# Source information
▬▬▬▬▬▬▬▬▬▬
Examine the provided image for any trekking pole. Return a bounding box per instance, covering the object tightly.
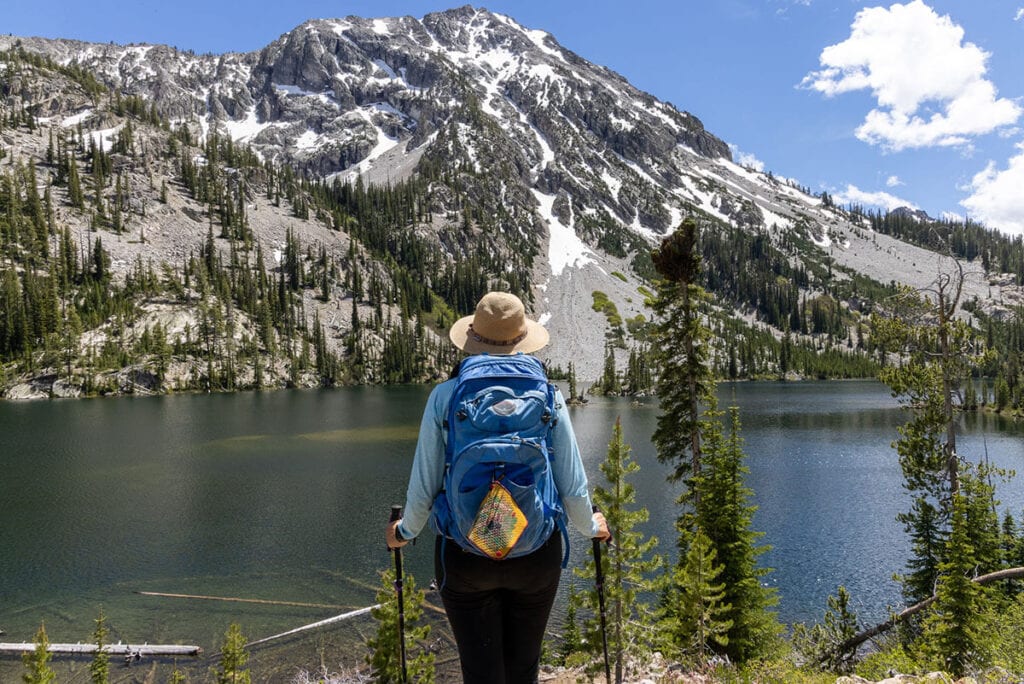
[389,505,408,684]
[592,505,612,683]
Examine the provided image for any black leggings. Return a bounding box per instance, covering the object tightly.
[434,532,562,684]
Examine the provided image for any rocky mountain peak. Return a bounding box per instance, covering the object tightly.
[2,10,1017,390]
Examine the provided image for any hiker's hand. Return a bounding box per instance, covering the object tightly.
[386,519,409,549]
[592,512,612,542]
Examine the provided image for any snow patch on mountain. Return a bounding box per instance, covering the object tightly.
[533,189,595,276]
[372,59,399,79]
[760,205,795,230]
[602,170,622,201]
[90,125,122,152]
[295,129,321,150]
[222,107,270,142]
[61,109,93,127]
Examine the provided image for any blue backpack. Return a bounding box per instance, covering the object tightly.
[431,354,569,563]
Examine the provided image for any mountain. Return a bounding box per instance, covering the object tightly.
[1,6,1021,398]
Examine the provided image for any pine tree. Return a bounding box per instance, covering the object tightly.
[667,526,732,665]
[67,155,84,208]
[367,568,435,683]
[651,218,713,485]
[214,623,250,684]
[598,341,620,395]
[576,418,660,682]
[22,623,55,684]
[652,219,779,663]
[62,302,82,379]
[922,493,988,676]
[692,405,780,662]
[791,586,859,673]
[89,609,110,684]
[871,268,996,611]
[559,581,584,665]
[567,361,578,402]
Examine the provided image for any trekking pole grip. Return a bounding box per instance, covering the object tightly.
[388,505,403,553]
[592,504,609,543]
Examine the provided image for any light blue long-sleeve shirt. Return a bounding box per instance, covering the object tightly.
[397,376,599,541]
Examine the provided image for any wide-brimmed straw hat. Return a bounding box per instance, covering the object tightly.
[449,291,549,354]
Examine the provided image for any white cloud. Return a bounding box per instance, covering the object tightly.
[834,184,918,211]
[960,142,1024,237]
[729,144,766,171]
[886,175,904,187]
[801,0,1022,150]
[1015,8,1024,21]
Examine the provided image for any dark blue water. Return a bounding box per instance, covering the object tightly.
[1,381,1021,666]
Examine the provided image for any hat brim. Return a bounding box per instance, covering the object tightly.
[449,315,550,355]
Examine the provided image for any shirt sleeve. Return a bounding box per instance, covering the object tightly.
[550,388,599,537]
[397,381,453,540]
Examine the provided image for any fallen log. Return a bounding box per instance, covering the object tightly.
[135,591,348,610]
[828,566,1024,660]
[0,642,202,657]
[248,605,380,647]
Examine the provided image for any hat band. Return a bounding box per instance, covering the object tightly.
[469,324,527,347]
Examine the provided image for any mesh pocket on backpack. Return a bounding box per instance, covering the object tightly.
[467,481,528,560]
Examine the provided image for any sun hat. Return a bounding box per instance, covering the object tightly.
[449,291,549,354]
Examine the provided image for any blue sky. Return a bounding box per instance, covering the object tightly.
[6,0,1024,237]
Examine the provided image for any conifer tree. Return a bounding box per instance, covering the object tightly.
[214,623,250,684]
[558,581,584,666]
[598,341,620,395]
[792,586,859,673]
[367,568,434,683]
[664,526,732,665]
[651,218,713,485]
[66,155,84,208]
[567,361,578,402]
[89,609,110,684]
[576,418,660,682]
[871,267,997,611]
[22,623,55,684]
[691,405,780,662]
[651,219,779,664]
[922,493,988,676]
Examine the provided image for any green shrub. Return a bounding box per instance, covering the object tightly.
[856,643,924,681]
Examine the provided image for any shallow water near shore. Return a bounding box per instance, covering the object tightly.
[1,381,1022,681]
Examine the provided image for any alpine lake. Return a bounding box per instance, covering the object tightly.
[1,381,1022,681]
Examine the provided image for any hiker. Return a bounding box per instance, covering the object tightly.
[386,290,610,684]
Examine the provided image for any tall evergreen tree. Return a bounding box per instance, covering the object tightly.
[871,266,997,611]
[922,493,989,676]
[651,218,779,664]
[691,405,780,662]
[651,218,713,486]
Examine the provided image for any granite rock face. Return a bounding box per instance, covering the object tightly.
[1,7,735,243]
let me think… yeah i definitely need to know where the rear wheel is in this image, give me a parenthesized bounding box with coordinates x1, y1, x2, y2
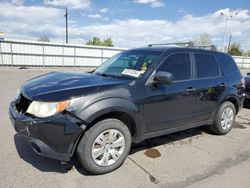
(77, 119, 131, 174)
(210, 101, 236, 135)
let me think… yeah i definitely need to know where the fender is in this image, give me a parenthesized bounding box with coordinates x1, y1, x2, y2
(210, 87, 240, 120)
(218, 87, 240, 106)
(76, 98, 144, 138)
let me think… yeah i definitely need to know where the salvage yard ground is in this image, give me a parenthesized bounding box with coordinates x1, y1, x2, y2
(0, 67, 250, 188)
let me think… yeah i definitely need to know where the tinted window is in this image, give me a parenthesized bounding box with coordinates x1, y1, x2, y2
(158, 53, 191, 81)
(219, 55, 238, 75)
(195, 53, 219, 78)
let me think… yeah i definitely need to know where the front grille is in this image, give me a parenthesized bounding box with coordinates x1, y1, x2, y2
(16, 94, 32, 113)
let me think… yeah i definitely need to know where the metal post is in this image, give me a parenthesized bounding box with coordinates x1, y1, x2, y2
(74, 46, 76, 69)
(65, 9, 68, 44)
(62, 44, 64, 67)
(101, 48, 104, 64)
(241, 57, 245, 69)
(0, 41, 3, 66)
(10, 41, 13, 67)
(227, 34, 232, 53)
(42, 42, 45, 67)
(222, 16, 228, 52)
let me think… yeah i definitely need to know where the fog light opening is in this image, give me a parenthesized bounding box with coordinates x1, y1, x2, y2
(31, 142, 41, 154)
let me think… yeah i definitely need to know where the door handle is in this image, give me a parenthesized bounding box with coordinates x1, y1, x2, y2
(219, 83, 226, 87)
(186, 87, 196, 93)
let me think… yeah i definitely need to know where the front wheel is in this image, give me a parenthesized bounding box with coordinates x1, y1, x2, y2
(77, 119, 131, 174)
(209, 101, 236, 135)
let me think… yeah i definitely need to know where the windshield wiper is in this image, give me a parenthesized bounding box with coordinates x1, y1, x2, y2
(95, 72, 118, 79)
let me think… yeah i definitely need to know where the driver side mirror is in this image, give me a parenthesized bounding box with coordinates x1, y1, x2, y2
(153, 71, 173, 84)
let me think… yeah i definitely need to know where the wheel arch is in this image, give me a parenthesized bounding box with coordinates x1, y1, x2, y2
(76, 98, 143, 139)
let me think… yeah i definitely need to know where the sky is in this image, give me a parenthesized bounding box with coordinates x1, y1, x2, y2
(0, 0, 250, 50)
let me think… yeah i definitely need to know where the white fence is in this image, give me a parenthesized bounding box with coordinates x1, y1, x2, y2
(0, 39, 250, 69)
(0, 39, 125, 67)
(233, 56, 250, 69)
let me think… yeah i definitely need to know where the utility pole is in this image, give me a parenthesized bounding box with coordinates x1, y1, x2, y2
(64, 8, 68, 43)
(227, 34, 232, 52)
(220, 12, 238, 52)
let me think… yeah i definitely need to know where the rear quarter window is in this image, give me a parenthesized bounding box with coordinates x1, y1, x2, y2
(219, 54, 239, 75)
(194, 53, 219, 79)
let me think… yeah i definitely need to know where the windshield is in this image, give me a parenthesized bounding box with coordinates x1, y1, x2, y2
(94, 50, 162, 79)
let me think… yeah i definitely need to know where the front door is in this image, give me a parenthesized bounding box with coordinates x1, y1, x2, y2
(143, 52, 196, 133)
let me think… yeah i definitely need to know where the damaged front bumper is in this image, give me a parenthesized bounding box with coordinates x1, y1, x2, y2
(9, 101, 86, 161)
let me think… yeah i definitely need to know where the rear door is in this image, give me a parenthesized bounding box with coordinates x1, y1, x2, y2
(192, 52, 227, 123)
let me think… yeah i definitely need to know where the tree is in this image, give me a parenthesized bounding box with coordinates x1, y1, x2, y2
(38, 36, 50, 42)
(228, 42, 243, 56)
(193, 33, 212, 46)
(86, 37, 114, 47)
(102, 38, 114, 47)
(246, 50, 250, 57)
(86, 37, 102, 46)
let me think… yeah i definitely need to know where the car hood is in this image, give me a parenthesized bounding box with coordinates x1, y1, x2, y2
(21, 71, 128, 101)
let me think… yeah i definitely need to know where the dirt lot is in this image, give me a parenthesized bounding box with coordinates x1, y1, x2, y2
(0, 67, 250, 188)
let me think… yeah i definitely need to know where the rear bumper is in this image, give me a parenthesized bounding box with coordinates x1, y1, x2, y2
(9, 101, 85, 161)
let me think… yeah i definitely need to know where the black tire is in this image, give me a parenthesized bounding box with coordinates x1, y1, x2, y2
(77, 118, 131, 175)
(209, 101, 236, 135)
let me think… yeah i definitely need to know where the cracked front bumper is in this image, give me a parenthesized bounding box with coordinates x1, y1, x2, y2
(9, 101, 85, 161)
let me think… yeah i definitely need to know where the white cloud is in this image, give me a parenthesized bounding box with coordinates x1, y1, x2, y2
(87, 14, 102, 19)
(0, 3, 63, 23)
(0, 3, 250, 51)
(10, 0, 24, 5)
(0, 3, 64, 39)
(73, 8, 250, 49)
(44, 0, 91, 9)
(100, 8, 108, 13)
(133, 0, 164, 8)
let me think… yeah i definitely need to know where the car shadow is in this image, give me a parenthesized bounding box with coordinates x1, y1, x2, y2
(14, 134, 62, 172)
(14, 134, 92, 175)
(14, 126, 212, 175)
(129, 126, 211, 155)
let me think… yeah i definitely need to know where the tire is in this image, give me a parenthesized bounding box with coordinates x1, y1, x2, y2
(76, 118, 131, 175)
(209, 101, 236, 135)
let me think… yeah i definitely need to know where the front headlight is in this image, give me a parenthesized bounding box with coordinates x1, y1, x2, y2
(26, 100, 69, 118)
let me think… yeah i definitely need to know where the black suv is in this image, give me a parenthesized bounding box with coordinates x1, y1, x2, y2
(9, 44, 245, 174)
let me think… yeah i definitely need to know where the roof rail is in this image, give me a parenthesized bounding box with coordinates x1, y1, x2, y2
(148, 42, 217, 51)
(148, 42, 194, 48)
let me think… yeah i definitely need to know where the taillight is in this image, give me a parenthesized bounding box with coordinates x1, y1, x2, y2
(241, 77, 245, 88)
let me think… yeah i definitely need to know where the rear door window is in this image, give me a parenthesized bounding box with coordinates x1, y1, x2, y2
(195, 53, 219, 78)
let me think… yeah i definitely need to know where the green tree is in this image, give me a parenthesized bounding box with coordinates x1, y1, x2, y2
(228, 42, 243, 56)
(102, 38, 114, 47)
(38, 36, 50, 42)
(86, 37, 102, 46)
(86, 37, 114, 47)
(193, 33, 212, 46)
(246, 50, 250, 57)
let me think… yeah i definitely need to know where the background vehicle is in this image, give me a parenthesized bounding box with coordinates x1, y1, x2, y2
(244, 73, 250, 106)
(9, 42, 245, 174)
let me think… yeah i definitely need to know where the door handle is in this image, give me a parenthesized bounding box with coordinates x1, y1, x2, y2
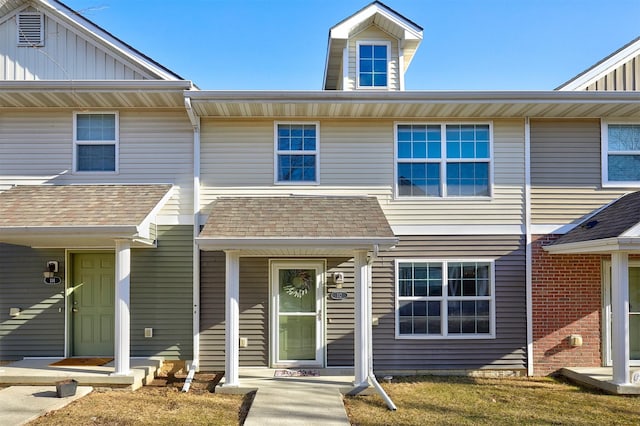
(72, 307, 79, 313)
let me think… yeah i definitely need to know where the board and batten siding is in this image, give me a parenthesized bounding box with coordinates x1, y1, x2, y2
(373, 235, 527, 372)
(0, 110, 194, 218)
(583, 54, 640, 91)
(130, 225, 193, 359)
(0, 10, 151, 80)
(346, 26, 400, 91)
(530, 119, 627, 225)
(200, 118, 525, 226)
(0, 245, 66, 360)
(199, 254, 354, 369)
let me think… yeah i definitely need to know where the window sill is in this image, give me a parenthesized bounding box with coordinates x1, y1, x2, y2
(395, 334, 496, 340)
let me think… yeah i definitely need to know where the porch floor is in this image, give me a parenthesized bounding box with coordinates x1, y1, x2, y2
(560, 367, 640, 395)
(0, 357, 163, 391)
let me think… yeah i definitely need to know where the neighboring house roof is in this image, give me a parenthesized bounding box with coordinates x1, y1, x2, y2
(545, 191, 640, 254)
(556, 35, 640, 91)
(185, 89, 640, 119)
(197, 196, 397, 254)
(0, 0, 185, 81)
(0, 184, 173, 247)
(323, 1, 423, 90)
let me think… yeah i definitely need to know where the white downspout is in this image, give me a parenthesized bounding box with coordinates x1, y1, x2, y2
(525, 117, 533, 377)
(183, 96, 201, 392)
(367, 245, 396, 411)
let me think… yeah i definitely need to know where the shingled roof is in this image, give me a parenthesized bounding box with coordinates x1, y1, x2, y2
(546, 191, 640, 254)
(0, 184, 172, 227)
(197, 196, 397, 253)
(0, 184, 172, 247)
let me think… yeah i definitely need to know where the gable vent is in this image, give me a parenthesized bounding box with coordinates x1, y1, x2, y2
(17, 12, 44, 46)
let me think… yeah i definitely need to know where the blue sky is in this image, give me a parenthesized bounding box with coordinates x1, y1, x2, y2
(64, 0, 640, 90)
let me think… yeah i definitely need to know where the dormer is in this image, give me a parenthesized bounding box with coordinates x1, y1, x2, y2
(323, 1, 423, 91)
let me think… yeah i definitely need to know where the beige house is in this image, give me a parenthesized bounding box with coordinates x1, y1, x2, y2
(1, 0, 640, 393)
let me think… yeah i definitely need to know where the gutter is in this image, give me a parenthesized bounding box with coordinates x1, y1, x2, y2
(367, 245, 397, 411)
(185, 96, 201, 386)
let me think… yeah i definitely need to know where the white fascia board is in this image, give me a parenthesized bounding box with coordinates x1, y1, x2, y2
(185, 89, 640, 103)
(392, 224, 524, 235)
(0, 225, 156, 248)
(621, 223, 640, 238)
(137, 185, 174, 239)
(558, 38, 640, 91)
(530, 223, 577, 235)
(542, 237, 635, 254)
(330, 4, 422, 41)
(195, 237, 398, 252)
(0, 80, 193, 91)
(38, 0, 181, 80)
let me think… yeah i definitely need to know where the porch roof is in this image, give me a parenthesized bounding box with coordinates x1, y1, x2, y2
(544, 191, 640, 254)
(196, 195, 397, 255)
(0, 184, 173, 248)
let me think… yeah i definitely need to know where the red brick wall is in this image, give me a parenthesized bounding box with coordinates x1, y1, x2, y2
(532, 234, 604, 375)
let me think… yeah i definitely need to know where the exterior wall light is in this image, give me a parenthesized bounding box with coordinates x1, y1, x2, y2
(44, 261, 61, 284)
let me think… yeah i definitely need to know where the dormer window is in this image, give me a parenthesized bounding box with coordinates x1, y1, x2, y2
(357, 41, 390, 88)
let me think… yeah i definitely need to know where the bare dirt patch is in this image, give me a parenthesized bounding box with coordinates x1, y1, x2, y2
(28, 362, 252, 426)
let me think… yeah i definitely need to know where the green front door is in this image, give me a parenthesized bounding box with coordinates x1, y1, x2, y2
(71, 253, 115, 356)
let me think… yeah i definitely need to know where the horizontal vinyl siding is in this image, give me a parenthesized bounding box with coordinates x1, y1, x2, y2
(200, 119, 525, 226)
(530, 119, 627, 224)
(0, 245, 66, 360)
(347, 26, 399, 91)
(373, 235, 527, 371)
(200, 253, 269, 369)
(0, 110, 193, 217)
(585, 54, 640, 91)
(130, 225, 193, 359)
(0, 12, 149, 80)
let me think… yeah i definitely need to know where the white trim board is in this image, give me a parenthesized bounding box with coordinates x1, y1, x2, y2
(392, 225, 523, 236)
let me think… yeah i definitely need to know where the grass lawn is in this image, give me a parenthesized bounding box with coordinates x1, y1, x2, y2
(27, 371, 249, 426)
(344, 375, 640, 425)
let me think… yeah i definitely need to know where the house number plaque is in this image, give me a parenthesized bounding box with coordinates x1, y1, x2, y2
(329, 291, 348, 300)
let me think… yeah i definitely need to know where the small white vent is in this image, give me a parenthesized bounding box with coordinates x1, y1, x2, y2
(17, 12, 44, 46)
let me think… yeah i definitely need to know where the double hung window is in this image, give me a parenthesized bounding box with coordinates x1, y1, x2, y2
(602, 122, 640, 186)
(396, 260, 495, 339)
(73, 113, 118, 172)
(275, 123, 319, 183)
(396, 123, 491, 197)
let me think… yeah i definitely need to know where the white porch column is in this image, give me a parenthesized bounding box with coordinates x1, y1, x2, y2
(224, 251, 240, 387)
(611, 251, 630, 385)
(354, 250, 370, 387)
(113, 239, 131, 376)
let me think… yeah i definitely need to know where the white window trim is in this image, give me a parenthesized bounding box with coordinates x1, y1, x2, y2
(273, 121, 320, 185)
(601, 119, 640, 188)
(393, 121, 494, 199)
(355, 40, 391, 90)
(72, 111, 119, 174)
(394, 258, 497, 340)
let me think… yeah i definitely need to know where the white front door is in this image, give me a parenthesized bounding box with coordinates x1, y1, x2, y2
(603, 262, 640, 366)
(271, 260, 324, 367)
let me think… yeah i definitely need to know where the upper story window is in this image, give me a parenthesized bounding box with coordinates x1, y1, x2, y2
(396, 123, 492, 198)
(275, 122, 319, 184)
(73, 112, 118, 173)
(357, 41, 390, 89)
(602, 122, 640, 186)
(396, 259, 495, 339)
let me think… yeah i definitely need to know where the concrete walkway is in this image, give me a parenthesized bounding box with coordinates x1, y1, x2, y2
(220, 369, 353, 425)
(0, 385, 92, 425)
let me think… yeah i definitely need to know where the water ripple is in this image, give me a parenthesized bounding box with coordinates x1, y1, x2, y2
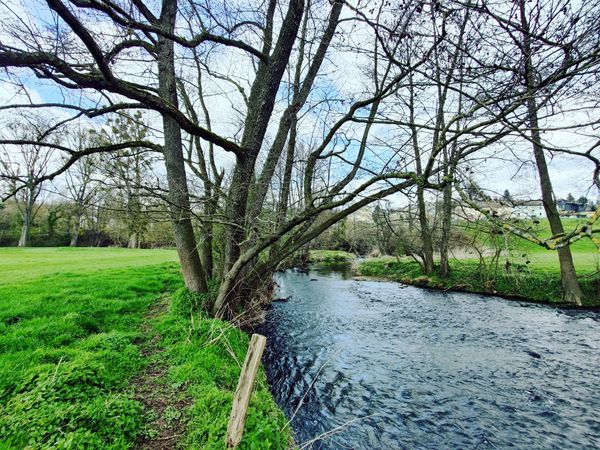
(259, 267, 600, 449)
▬▬▬▬▬▬▬▬▬▬
# Instructions to follow
Return only the line with "where the concrete" and the lines after it up to the end of the records, exact and free of pictures.

# Reply
let me think… yeah i definitely need to know where the concrete walkway is in this image, give me a parenthesized bounding box with coordinates x1, y1, x2, y2
(220, 369, 353, 425)
(0, 385, 92, 425)
let me think… yeah i definitely need to know where the water ripple is in this image, give me a parenthesized bounding box with coordinates x1, y1, x2, y2
(259, 267, 600, 449)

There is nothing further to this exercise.